Bestselling author Stacey Covington-Lee is someone I am glad to not just call a repeat guest on Conversations LIVE but a friend as well. She has given the world some amazing books and characters that keep her readers coming back for more.
In this profile for our anniversary issue we discuss her own journey and success.
Stacey, it’s great to be able to have you as a part of Conversations Anniversary issue as we celebrate the past 16 years. You have had an amazing career of your own, garnering readers from around the world. What has it been like to look back at your own journey?
Cyrus, I’m honored to be a part of this Anniversary Issue. As I look back over my writing journey, I smile with a little bit of pride playing at the corners of my lips. I’m proud of the stories I’ve written and how they’ve touched people’s lives. However, I recognize that I still have a long way to go. I have more stories to tell, hopefully, more lives to touch, and a positive footprint to leave on the literary industry.
When did you realize that storytelling was something you were good at?

----------------------------------------

Set exercise 1 - From the profile above, list each thing Stacey Covington-Lee says she still has ahead of her in her writing journey.

Exercise data -
----------------------------------------

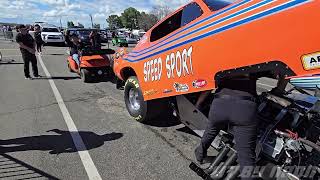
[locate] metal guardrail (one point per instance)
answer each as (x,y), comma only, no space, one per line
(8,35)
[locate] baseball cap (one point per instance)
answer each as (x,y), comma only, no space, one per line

----------------------------------------

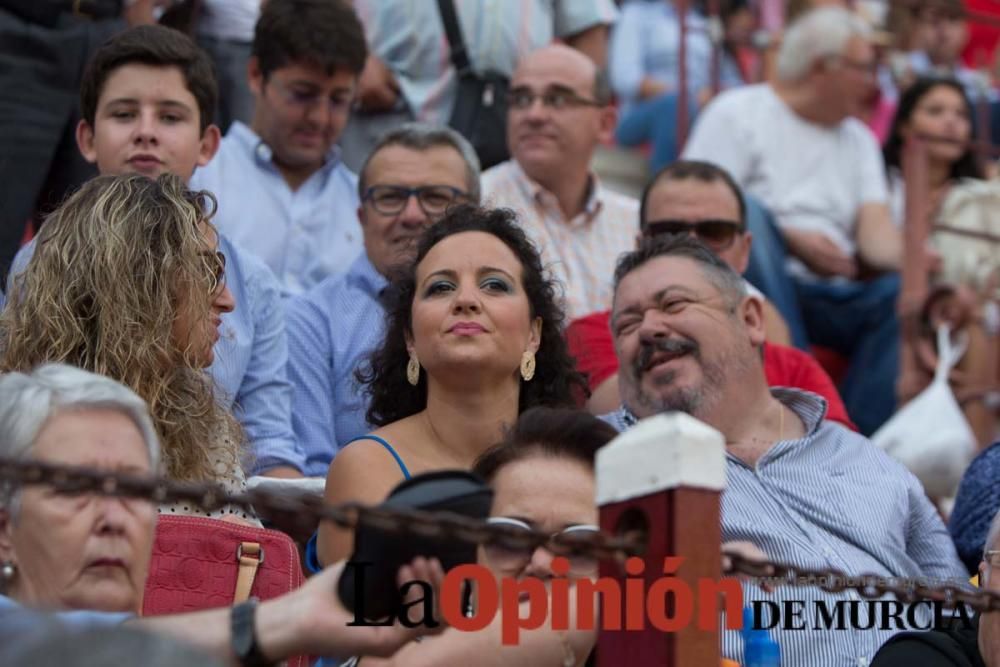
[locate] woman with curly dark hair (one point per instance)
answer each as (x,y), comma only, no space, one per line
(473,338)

----------------------------------------

Set exercise 2 - Identify every line of the listing above that contains the word "instance", matching case exactly.

Full output 1 -
- more stories to tell
- more lives to touch
- a positive footprint to leave on the literary industry

Full output 2 -
[locate] metal guardrail (one point per instance)
[locate] baseball cap (one point per instance)
[locate] woman with curly dark hair (one point per instance)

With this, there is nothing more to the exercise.